(Excerpt from a dataset)
++++++++
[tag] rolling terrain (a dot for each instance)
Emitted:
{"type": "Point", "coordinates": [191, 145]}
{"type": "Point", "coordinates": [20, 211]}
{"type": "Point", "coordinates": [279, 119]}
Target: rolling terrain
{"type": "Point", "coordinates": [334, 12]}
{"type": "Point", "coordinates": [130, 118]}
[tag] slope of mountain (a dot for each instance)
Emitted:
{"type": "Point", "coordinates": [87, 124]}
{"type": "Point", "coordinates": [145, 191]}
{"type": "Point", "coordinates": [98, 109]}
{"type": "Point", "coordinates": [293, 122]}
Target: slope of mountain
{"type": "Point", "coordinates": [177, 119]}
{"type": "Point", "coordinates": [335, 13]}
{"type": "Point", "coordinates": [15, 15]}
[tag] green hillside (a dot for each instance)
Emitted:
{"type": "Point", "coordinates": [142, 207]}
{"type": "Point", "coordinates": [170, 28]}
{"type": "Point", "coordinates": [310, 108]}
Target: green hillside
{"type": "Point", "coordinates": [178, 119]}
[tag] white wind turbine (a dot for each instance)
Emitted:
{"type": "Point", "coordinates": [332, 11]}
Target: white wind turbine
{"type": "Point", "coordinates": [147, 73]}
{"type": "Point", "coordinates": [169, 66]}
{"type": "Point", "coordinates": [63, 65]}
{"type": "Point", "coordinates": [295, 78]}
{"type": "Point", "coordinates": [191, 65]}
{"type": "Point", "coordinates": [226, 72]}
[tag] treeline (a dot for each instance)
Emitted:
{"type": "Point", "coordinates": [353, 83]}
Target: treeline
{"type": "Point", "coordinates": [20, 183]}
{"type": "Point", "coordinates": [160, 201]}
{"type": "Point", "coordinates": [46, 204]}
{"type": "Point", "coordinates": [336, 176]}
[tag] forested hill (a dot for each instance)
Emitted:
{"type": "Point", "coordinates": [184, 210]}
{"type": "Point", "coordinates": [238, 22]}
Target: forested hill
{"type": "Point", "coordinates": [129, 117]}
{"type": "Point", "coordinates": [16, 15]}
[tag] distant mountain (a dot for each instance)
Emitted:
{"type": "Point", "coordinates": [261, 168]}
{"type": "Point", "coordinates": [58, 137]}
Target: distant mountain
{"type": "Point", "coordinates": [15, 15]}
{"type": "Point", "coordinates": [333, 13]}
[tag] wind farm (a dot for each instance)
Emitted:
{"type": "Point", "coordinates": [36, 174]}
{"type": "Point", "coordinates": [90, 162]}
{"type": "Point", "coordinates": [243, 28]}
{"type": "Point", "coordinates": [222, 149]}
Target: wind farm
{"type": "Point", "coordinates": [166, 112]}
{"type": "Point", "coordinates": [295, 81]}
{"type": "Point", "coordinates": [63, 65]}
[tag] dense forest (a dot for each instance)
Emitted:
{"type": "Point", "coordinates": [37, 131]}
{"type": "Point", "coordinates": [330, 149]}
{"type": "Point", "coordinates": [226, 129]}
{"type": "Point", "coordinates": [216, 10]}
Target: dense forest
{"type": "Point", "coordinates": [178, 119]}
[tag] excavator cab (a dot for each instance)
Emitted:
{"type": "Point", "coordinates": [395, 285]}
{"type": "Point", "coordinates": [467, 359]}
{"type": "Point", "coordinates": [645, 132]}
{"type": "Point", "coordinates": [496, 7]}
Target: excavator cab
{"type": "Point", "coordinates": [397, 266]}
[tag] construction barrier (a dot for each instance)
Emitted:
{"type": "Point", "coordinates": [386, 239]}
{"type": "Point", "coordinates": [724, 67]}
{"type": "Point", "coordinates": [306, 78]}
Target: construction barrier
++++++++
#### WRITTEN EXERCISE:
Output the whole listing above again, word for word.

#### TASK RESULT:
[tag] rolling terrain (a dot for each instance)
Emitted:
{"type": "Point", "coordinates": [191, 145]}
{"type": "Point", "coordinates": [20, 211]}
{"type": "Point", "coordinates": [279, 119]}
Target: rolling terrain
{"type": "Point", "coordinates": [334, 12]}
{"type": "Point", "coordinates": [130, 118]}
[tag] slope of mountain (a dot for each instance)
Emitted:
{"type": "Point", "coordinates": [87, 124]}
{"type": "Point", "coordinates": [145, 191]}
{"type": "Point", "coordinates": [98, 109]}
{"type": "Point", "coordinates": [293, 122]}
Target: slope of mountain
{"type": "Point", "coordinates": [177, 119]}
{"type": "Point", "coordinates": [335, 13]}
{"type": "Point", "coordinates": [15, 15]}
[tag] green hillside (a dot for each instance)
Emitted:
{"type": "Point", "coordinates": [142, 207]}
{"type": "Point", "coordinates": [170, 28]}
{"type": "Point", "coordinates": [310, 108]}
Target: green hillside
{"type": "Point", "coordinates": [178, 119]}
[tag] white wind turbine (a dot for each instance)
Emitted:
{"type": "Point", "coordinates": [332, 11]}
Target: white wind turbine
{"type": "Point", "coordinates": [147, 73]}
{"type": "Point", "coordinates": [169, 66]}
{"type": "Point", "coordinates": [63, 65]}
{"type": "Point", "coordinates": [295, 78]}
{"type": "Point", "coordinates": [191, 65]}
{"type": "Point", "coordinates": [226, 72]}
[tag] treeline (a dot for each instance)
Emitted:
{"type": "Point", "coordinates": [353, 83]}
Target: treeline
{"type": "Point", "coordinates": [20, 183]}
{"type": "Point", "coordinates": [160, 201]}
{"type": "Point", "coordinates": [46, 204]}
{"type": "Point", "coordinates": [336, 176]}
[tag] forested hill (a dot for each instance)
Emitted:
{"type": "Point", "coordinates": [184, 210]}
{"type": "Point", "coordinates": [238, 22]}
Target: forested hill
{"type": "Point", "coordinates": [129, 117]}
{"type": "Point", "coordinates": [16, 15]}
[tag] distant mountain (a dot for each instance)
Emitted:
{"type": "Point", "coordinates": [261, 168]}
{"type": "Point", "coordinates": [58, 137]}
Target: distant mountain
{"type": "Point", "coordinates": [15, 15]}
{"type": "Point", "coordinates": [333, 13]}
[tag] wind farm (a dot for each instance)
Emitted:
{"type": "Point", "coordinates": [36, 174]}
{"type": "Point", "coordinates": [90, 162]}
{"type": "Point", "coordinates": [243, 28]}
{"type": "Point", "coordinates": [222, 149]}
Target: wind farm
{"type": "Point", "coordinates": [166, 112]}
{"type": "Point", "coordinates": [295, 81]}
{"type": "Point", "coordinates": [63, 65]}
[tag] dense forest (a dot for each instance)
Emitted:
{"type": "Point", "coordinates": [37, 131]}
{"type": "Point", "coordinates": [330, 149]}
{"type": "Point", "coordinates": [226, 129]}
{"type": "Point", "coordinates": [216, 10]}
Target: dense forest
{"type": "Point", "coordinates": [178, 119]}
[tag] excavator cab (a dot for each instance)
Emitted:
{"type": "Point", "coordinates": [395, 285]}
{"type": "Point", "coordinates": [467, 359]}
{"type": "Point", "coordinates": [645, 132]}
{"type": "Point", "coordinates": [496, 7]}
Target: excavator cab
{"type": "Point", "coordinates": [397, 266]}
[tag] construction barrier (a dot for each instance)
Emitted:
{"type": "Point", "coordinates": [386, 239]}
{"type": "Point", "coordinates": [724, 67]}
{"type": "Point", "coordinates": [306, 78]}
Target: construction barrier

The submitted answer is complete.